Présentez toutes ces lignes sous forme de CSV à deux colonnes, « texte » et « réponse », avec un enregistrement par ligne. Mettez son texte et sa réponse chacun dans un champ entre guillemets, les sauts de ligne remplacés par des espaces, s'il vous plaît.

Lignes à utiliser -

/---

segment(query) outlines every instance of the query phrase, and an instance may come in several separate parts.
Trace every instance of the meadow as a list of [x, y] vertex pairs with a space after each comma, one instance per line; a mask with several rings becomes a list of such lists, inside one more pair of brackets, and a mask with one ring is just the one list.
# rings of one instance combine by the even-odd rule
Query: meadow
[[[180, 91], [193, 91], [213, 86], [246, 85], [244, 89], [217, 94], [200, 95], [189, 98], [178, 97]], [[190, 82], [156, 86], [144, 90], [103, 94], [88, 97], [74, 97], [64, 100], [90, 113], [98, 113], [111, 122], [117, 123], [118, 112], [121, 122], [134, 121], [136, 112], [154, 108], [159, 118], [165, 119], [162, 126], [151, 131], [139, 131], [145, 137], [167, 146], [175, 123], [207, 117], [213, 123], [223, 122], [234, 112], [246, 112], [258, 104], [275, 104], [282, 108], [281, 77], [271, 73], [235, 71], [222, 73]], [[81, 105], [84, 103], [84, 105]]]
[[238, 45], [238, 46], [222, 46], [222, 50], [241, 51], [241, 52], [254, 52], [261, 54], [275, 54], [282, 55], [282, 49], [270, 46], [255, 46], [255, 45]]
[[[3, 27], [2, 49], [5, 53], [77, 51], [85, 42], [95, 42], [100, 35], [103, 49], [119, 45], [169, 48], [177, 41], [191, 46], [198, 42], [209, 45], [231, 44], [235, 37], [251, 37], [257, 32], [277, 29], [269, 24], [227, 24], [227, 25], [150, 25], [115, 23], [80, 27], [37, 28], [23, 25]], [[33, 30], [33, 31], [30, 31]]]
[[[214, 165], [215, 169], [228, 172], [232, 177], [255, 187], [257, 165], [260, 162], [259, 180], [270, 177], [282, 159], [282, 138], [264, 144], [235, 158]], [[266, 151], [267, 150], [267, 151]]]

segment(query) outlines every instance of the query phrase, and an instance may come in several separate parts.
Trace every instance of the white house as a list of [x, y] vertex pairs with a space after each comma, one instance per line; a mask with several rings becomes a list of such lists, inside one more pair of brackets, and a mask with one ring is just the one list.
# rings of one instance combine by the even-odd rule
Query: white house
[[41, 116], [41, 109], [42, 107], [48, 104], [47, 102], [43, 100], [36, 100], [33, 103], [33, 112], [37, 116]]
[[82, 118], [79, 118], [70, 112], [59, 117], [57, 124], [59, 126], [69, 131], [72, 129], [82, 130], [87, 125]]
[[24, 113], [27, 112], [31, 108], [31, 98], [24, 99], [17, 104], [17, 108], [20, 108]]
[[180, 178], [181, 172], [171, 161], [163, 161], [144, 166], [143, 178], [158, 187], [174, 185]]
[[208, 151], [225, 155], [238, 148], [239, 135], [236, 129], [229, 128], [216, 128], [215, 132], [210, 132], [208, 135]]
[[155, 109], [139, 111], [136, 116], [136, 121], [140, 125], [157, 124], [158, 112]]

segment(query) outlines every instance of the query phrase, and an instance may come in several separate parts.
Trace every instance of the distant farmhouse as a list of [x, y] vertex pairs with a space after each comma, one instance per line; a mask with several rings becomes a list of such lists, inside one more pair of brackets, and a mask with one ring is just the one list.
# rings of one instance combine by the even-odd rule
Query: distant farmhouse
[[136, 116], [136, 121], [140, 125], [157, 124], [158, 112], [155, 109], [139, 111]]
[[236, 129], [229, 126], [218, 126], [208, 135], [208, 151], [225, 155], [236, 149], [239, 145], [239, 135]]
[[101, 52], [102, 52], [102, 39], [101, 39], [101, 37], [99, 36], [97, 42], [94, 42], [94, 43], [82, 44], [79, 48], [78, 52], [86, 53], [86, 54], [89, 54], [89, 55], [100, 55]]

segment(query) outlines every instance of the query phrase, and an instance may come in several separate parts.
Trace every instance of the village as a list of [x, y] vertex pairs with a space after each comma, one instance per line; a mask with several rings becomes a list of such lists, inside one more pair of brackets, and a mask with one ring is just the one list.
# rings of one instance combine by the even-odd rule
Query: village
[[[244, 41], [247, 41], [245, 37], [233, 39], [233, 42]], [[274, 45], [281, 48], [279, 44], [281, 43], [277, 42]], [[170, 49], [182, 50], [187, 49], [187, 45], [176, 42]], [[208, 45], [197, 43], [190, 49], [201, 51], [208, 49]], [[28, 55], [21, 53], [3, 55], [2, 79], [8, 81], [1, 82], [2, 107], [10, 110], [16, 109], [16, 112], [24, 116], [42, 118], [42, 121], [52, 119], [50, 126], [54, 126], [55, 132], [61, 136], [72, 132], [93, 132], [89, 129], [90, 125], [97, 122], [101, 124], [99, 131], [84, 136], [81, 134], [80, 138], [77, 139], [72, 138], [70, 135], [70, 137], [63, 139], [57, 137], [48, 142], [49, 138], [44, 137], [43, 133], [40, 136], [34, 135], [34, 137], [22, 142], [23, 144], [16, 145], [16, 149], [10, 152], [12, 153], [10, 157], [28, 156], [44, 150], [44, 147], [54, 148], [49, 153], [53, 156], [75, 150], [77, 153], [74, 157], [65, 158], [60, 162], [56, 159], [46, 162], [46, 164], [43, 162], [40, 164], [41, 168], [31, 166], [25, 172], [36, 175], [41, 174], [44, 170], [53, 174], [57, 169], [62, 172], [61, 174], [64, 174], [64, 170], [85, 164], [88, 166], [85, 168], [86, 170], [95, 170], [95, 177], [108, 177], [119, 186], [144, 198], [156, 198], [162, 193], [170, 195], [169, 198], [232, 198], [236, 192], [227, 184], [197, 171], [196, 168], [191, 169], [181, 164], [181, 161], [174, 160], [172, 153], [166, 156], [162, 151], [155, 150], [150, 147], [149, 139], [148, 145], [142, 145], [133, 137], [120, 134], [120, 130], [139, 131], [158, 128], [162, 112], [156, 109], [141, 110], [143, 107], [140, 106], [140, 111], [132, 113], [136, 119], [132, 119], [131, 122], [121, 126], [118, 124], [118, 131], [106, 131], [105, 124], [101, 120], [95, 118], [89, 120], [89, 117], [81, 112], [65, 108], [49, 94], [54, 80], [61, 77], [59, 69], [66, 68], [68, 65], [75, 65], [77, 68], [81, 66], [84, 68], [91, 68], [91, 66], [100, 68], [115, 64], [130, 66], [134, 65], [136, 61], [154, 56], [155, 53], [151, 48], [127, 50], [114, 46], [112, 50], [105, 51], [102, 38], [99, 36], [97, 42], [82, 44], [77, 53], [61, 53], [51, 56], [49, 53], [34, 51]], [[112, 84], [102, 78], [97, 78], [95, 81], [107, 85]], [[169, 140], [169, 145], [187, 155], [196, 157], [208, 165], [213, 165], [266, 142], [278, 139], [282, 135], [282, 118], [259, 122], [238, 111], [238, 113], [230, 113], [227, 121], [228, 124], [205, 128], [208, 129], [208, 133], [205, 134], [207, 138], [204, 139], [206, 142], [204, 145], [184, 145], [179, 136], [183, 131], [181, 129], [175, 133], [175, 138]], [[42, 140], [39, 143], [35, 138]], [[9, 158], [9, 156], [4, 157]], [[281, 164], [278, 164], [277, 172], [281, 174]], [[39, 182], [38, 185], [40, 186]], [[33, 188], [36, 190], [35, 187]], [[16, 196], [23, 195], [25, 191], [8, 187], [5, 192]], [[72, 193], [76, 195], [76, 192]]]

\---

Réponse attendue -
texte,réponse
"segment(query) outlines every instance of the query phrase, and an instance may come in several separate parts. Trace every instance of the meadow as a list of [x, y] vertex pairs with a space after each comma, one instance per line; a mask with several rings becomes a list of such lists, inside one more pair of brackets, and a mask with one ring is just the one list. # rings of one instance combine by the even-odd rule Query: meadow","[[[180, 91], [193, 91], [213, 86], [246, 85], [244, 89], [217, 94], [200, 95], [189, 98], [178, 97]], [[190, 82], [156, 86], [144, 90], [103, 94], [88, 97], [74, 97], [64, 100], [90, 113], [98, 113], [111, 122], [117, 123], [118, 112], [121, 122], [134, 121], [136, 112], [154, 108], [159, 118], [165, 119], [162, 126], [151, 131], [139, 131], [145, 137], [167, 146], [175, 123], [207, 117], [213, 123], [223, 122], [234, 112], [246, 112], [258, 104], [275, 104], [282, 108], [281, 77], [271, 73], [235, 71], [222, 73]], [[81, 105], [84, 103], [84, 105]]] [[238, 45], [238, 46], [222, 46], [222, 50], [241, 51], [241, 52], [254, 52], [261, 54], [275, 54], [282, 55], [282, 49], [270, 46], [255, 46], [255, 45]] [[[3, 27], [2, 49], [5, 53], [77, 51], [85, 42], [95, 42], [100, 35], [103, 49], [119, 45], [169, 48], [177, 41], [191, 46], [198, 42], [209, 45], [231, 44], [235, 37], [251, 37], [257, 32], [277, 29], [269, 24], [227, 24], [227, 25], [150, 25], [115, 23], [80, 27], [37, 28], [23, 25]], [[33, 30], [33, 31], [30, 31]]] [[[214, 165], [215, 169], [228, 172], [232, 177], [255, 187], [257, 165], [260, 162], [259, 180], [270, 177], [282, 159], [282, 138], [264, 144], [235, 158]], [[266, 151], [267, 150], [267, 151]]]"
"segment(query) outlines every instance of the query phrase, and an instance may come in several separate parts. Trace every instance of the white house as a list of [x, y] vertex pairs with a space after each comma, one instance per line; a mask with several rings becomes a list of such lists, inside one more pair of brackets, and a mask with one ring is just the one list. # rings of one instance combine by the even-odd rule Query: white house","[[41, 116], [41, 109], [42, 107], [48, 104], [47, 102], [43, 100], [36, 100], [33, 103], [33, 112], [37, 116]] [[82, 118], [79, 118], [70, 112], [59, 117], [57, 124], [59, 126], [69, 131], [72, 129], [82, 130], [87, 125]] [[24, 113], [27, 112], [31, 108], [31, 98], [24, 99], [17, 104], [17, 108], [20, 108]] [[180, 178], [181, 172], [171, 161], [163, 161], [144, 166], [143, 178], [158, 187], [174, 185]] [[208, 151], [225, 155], [238, 148], [239, 135], [236, 129], [229, 128], [216, 128], [215, 132], [210, 132], [208, 135]] [[155, 109], [139, 111], [136, 116], [136, 121], [140, 125], [157, 124], [158, 112]]"
"segment(query) outlines every instance of the query phrase, and an instance may come in several separate parts. Trace every instance of the distant farmhouse as a list of [x, y] vertex pairs with a space after each comma, one instance per line; a mask with several rings becomes a list of such lists, inside one more pair of brackets, and a mask with one ring is just the one list. # rings of one instance combine by the even-odd rule Query: distant farmhouse","[[136, 116], [136, 121], [140, 125], [157, 124], [158, 112], [155, 109], [139, 111]] [[236, 129], [229, 126], [218, 126], [208, 135], [208, 151], [225, 155], [236, 149], [239, 145], [239, 135]] [[101, 52], [102, 52], [102, 39], [101, 39], [101, 37], [99, 36], [97, 42], [94, 42], [94, 43], [82, 44], [79, 48], [78, 52], [86, 53], [86, 54], [89, 54], [89, 55], [100, 55]]"
"segment(query) outlines every instance of the query phrase, and an instance may come in several separate parts. Trace every instance of the village as a list of [x, y] vertex pairs with a space after each comma, one instance per line; a mask with several rings becomes a list of such lists, inside one more pair of brackets, and a mask with one ring is just the one list. # rings of one instance combine by the even-odd rule Query: village","[[[244, 41], [247, 41], [245, 37], [233, 39], [233, 42]], [[274, 45], [281, 48], [279, 44], [281, 43], [277, 42]], [[170, 49], [182, 50], [187, 49], [187, 45], [176, 42]], [[208, 45], [197, 43], [190, 49], [201, 51], [208, 49]], [[28, 55], [21, 53], [3, 55], [2, 79], [8, 81], [1, 82], [2, 107], [10, 110], [16, 109], [16, 112], [24, 116], [42, 118], [42, 121], [52, 119], [50, 126], [54, 126], [55, 132], [61, 136], [72, 132], [93, 132], [89, 129], [90, 125], [97, 122], [101, 124], [99, 131], [84, 136], [81, 134], [80, 138], [77, 139], [72, 138], [70, 135], [70, 137], [63, 139], [57, 137], [48, 142], [49, 138], [44, 137], [43, 133], [40, 136], [34, 135], [34, 137], [22, 142], [23, 144], [16, 145], [16, 149], [10, 152], [12, 153], [10, 157], [28, 156], [44, 150], [44, 147], [54, 148], [49, 153], [53, 156], [75, 150], [77, 153], [74, 157], [65, 158], [60, 162], [56, 159], [46, 162], [46, 164], [43, 162], [40, 164], [41, 168], [31, 166], [25, 172], [36, 175], [41, 174], [44, 170], [53, 174], [57, 169], [62, 172], [61, 174], [64, 174], [64, 170], [85, 164], [88, 166], [85, 168], [86, 170], [95, 170], [95, 177], [108, 177], [119, 186], [144, 198], [156, 198], [162, 193], [170, 195], [169, 198], [232, 198], [236, 192], [227, 184], [197, 171], [196, 168], [191, 169], [181, 164], [181, 161], [174, 160], [172, 153], [166, 156], [162, 151], [155, 150], [150, 147], [149, 139], [148, 145], [142, 145], [133, 137], [120, 134], [120, 130], [139, 131], [158, 128], [162, 112], [156, 109], [141, 110], [143, 107], [140, 106], [140, 111], [132, 113], [136, 119], [132, 119], [131, 122], [121, 126], [118, 124], [118, 131], [106, 131], [105, 124], [101, 120], [95, 118], [89, 120], [89, 117], [81, 112], [65, 108], [49, 94], [54, 80], [61, 77], [59, 69], [66, 68], [68, 65], [75, 65], [77, 68], [81, 66], [84, 68], [91, 68], [91, 66], [100, 68], [115, 64], [130, 66], [134, 65], [136, 61], [154, 56], [155, 53], [151, 48], [127, 50], [114, 46], [112, 50], [105, 51], [102, 38], [99, 36], [97, 42], [82, 44], [77, 53], [61, 53], [51, 56], [49, 53], [34, 51]], [[112, 84], [102, 78], [97, 78], [95, 81], [107, 85]], [[169, 140], [169, 145], [187, 155], [196, 157], [208, 165], [213, 165], [266, 142], [278, 139], [282, 135], [282, 118], [259, 122], [238, 111], [238, 113], [230, 113], [227, 121], [228, 124], [205, 128], [208, 129], [208, 133], [205, 134], [207, 138], [204, 139], [206, 142], [204, 145], [184, 145], [179, 136], [183, 131], [181, 129], [175, 133], [175, 138]], [[42, 140], [39, 143], [35, 138]], [[9, 158], [9, 156], [4, 157]], [[281, 164], [278, 164], [277, 172], [281, 174]], [[39, 182], [38, 185], [40, 186]], [[33, 188], [36, 190], [35, 187]], [[16, 196], [23, 195], [25, 191], [8, 187], [5, 192]], [[72, 193], [76, 195], [76, 192]]]"